[Saved entries]
BEGIN

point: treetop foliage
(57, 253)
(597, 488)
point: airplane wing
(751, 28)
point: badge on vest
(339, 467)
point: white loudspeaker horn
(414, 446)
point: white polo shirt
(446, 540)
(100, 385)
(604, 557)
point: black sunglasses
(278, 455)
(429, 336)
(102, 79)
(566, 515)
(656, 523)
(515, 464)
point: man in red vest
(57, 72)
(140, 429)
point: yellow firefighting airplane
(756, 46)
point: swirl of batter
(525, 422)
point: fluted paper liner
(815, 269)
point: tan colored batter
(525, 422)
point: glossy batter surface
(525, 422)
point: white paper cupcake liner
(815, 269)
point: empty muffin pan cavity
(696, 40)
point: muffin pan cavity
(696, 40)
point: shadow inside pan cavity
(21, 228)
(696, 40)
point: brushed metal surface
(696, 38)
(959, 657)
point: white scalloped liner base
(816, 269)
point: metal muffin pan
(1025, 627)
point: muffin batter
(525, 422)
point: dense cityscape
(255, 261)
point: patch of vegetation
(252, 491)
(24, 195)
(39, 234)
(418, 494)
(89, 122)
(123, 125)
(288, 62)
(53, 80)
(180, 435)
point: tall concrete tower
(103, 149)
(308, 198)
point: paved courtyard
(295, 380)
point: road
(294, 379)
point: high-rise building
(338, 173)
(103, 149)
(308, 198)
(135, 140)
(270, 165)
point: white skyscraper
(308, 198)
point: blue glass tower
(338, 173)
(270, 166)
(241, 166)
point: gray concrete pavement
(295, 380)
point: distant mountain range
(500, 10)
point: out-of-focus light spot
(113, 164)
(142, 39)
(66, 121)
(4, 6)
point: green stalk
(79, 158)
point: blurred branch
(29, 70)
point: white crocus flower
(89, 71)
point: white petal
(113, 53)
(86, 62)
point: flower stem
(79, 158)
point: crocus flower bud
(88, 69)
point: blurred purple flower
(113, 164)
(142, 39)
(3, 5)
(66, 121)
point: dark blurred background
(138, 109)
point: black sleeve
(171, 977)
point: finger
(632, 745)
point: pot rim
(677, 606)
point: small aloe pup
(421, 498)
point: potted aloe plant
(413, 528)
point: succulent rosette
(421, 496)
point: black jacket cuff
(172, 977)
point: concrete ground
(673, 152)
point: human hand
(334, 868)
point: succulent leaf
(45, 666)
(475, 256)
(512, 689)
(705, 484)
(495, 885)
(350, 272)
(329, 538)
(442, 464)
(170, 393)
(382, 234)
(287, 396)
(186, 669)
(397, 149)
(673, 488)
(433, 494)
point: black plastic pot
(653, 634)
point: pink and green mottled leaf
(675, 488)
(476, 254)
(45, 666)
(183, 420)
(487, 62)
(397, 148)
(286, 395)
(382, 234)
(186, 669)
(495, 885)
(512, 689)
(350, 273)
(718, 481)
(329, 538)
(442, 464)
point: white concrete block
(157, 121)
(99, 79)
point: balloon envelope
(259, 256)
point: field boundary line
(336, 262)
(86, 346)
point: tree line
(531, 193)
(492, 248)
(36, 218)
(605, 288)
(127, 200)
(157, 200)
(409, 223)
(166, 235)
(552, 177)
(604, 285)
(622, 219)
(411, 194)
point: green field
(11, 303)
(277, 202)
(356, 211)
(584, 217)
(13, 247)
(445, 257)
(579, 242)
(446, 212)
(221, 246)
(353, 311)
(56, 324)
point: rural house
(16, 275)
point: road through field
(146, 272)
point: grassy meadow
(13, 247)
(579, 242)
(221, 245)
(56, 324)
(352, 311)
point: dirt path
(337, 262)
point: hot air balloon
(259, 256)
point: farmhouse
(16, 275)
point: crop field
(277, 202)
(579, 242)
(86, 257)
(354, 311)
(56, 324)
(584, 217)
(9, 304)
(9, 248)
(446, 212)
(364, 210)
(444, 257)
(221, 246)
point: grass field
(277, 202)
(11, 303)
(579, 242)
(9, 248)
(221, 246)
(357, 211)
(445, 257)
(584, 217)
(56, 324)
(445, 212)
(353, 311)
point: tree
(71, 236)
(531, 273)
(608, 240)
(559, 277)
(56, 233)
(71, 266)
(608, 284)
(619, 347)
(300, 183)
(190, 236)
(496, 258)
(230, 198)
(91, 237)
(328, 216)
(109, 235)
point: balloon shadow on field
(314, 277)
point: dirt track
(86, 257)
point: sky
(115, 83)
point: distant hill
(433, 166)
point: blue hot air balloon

END

The problem: Will you print, unchanged, the entries from the line holding "point: small aloe pup" through the last line of the entries, both ends included?

Result:
point: small aloe pup
(421, 498)
point: potted aloe plant
(413, 528)
point: succulent rosette
(421, 496)
point: black jacket cuff
(172, 977)
point: concrete ground
(673, 152)
point: human hand
(334, 868)
point: succulent leaf
(45, 666)
(475, 256)
(512, 689)
(705, 484)
(495, 885)
(350, 272)
(329, 538)
(442, 464)
(170, 393)
(382, 234)
(287, 396)
(186, 669)
(397, 149)
(673, 488)
(433, 494)
point: black plastic pot
(653, 634)
point: pink and green mottled leaf
(675, 488)
(476, 254)
(45, 666)
(183, 420)
(487, 62)
(397, 148)
(286, 395)
(382, 234)
(186, 669)
(495, 885)
(512, 689)
(350, 273)
(718, 481)
(329, 538)
(442, 464)
point: white concrete block
(157, 121)
(99, 79)
point: balloon envelope
(259, 256)
point: field boundary line
(336, 262)
(86, 346)
point: tree line
(531, 193)
(492, 248)
(36, 218)
(605, 288)
(127, 200)
(157, 200)
(409, 223)
(166, 235)
(552, 177)
(604, 285)
(622, 219)
(411, 194)
point: green field
(11, 303)
(277, 202)
(356, 211)
(584, 217)
(13, 247)
(445, 257)
(579, 242)
(446, 212)
(221, 246)
(353, 311)
(56, 324)
point: rural house
(16, 275)
point: road through field
(146, 272)
point: grassy meadow
(13, 247)
(579, 242)
(221, 245)
(56, 324)
(352, 311)
point: dirt path
(337, 262)
point: hot air balloon
(259, 256)
point: farmhouse
(16, 275)
point: crop field
(277, 202)
(579, 242)
(86, 257)
(354, 311)
(56, 324)
(584, 217)
(9, 304)
(9, 248)
(446, 212)
(364, 210)
(444, 257)
(221, 246)
point: grass field
(277, 202)
(11, 303)
(579, 242)
(9, 248)
(221, 246)
(357, 211)
(445, 257)
(584, 217)
(56, 324)
(445, 212)
(353, 311)
point: tree
(71, 236)
(531, 273)
(608, 240)
(559, 277)
(56, 233)
(71, 266)
(608, 284)
(619, 347)
(300, 183)
(190, 236)
(496, 258)
(230, 198)
(91, 237)
(328, 216)
(109, 235)
point: balloon shadow on field
(314, 277)
point: dirt track
(86, 257)
point: sky
(115, 83)
point: distant hill
(433, 166)
point: blue hot air balloon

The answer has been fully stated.